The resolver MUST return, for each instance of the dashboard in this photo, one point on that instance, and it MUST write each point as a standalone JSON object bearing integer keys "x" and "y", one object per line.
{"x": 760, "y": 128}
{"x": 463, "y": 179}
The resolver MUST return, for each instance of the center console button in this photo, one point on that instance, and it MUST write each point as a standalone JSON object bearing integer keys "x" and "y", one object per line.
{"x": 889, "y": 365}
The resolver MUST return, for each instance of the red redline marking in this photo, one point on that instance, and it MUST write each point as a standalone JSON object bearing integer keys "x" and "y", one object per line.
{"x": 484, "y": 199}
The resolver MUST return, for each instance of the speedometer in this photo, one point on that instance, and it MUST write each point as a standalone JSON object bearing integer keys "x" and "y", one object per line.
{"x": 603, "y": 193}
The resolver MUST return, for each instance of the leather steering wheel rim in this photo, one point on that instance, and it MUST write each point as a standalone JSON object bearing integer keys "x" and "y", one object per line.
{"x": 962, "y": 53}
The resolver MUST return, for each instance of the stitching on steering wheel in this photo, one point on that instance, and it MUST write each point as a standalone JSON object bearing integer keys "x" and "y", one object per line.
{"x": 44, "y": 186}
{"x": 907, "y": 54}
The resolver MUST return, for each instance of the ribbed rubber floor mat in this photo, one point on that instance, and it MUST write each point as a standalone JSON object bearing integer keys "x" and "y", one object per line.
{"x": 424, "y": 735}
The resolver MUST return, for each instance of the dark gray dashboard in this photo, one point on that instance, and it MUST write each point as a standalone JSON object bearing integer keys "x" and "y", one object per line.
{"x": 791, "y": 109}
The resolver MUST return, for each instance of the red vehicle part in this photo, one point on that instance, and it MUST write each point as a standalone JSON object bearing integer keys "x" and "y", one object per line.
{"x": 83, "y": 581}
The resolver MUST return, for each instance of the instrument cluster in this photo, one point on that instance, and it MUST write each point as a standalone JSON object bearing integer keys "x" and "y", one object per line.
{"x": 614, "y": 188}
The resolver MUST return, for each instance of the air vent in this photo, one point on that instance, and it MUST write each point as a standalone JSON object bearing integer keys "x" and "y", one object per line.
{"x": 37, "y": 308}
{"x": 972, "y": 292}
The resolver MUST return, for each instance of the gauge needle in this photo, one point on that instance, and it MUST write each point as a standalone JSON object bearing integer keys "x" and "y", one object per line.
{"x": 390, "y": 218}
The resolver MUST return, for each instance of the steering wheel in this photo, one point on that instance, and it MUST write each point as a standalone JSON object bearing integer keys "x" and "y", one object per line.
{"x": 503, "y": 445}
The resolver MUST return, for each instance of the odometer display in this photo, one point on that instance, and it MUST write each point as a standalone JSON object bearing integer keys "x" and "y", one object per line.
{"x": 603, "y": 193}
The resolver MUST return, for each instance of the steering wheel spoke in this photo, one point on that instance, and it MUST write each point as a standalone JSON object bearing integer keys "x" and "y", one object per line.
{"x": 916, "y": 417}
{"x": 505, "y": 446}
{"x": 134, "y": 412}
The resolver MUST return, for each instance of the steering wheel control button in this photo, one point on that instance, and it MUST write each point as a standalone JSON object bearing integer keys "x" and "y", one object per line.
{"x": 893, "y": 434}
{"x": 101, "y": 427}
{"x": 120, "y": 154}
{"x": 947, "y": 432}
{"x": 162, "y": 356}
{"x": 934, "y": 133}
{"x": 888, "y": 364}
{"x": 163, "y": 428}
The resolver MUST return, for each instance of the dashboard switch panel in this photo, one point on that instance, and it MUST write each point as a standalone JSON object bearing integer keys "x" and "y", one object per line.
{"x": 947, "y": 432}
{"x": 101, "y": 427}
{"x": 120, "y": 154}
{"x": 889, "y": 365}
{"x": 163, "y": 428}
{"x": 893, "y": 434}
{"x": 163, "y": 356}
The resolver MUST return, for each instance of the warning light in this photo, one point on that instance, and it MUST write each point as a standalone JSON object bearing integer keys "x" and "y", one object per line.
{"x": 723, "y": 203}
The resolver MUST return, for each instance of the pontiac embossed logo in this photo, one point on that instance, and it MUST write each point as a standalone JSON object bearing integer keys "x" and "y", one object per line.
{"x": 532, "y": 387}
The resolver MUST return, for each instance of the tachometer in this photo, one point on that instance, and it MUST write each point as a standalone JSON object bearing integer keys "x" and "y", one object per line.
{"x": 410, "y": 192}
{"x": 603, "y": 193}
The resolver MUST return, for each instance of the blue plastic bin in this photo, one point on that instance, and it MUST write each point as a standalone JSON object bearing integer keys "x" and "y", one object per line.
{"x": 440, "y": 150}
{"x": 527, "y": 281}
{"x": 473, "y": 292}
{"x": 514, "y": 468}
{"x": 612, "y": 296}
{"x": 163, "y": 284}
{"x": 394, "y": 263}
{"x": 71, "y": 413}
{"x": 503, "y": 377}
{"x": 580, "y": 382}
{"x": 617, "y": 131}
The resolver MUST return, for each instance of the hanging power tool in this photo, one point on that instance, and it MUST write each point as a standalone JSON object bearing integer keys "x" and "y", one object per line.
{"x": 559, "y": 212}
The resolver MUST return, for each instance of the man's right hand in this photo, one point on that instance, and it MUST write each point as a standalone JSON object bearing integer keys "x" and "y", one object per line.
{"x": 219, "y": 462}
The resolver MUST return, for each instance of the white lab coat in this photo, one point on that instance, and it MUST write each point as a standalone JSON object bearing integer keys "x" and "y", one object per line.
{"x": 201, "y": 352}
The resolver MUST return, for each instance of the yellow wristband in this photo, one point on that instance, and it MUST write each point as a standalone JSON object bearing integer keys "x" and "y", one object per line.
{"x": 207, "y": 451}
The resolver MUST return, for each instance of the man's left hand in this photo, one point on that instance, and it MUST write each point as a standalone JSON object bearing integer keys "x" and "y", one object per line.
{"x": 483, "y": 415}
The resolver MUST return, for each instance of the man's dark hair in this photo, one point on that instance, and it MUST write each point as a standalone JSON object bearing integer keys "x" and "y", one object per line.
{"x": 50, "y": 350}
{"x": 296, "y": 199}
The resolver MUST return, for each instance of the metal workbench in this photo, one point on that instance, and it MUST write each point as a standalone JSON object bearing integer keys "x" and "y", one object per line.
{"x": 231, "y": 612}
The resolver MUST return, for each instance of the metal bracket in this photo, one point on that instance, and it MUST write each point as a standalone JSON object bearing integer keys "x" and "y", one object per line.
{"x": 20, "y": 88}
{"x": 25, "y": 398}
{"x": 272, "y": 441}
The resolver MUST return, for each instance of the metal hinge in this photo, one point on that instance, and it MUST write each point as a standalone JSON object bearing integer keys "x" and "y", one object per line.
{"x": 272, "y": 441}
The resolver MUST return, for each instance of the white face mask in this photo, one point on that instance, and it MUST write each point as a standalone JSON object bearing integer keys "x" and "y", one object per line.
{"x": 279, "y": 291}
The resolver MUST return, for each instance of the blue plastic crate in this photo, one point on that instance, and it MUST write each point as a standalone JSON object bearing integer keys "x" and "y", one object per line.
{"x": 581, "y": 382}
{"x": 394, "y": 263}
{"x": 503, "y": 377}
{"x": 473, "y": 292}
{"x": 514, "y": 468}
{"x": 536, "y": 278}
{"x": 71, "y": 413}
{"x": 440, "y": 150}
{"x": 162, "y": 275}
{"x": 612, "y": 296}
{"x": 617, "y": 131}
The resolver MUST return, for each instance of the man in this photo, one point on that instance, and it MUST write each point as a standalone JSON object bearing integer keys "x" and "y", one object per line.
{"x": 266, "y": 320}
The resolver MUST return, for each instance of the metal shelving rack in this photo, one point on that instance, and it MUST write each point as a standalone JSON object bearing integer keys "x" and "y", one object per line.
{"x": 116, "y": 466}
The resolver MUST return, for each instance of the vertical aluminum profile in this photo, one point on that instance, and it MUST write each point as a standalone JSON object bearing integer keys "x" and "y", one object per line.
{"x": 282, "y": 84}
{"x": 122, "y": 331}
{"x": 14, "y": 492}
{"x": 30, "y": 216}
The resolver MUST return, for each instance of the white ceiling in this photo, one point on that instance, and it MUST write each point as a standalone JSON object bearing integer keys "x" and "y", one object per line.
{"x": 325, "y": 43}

> **Assignment**
A reply should hold exactly the lines from the one containing "blue plastic crate" through the end of the data above, nothing more.

> **Finished task**
The resolver MUST return, for each instance of the blue plastic crate in this photo, one point on that instance, and it MUST write each point as a standalone JSON object bearing integer keys "x" and "y", one object per line.
{"x": 581, "y": 382}
{"x": 394, "y": 263}
{"x": 503, "y": 377}
{"x": 473, "y": 292}
{"x": 514, "y": 468}
{"x": 536, "y": 278}
{"x": 71, "y": 413}
{"x": 440, "y": 150}
{"x": 162, "y": 275}
{"x": 612, "y": 296}
{"x": 617, "y": 131}
The resolver MUST return, for each instance of the man in this photo, one point on that instance, and it MUST write each point as a standalone JSON object bearing integer keys "x" and "y", one object per line.
{"x": 266, "y": 320}
The resolver MUST return, for each instance of the metal shelving rack in this photo, one point on that instance, and it MUST write each point as a standalone JSON object bearing integer keys "x" and "y", one object per line.
{"x": 116, "y": 466}
The resolver MUST return, for each instance of the vertical aluminum profile in this photo, one point on that instance, and it MUST write each point as a standalone JSON object bearing integer keys "x" and "y", one object per line.
{"x": 282, "y": 84}
{"x": 122, "y": 331}
{"x": 14, "y": 492}
{"x": 30, "y": 216}
The resolver MUST return, for each instance of the white ceiling in this photo, one point on that instance, and it MUST write each point as a standalone JSON object bearing integer keys "x" and "y", one object per line.
{"x": 325, "y": 43}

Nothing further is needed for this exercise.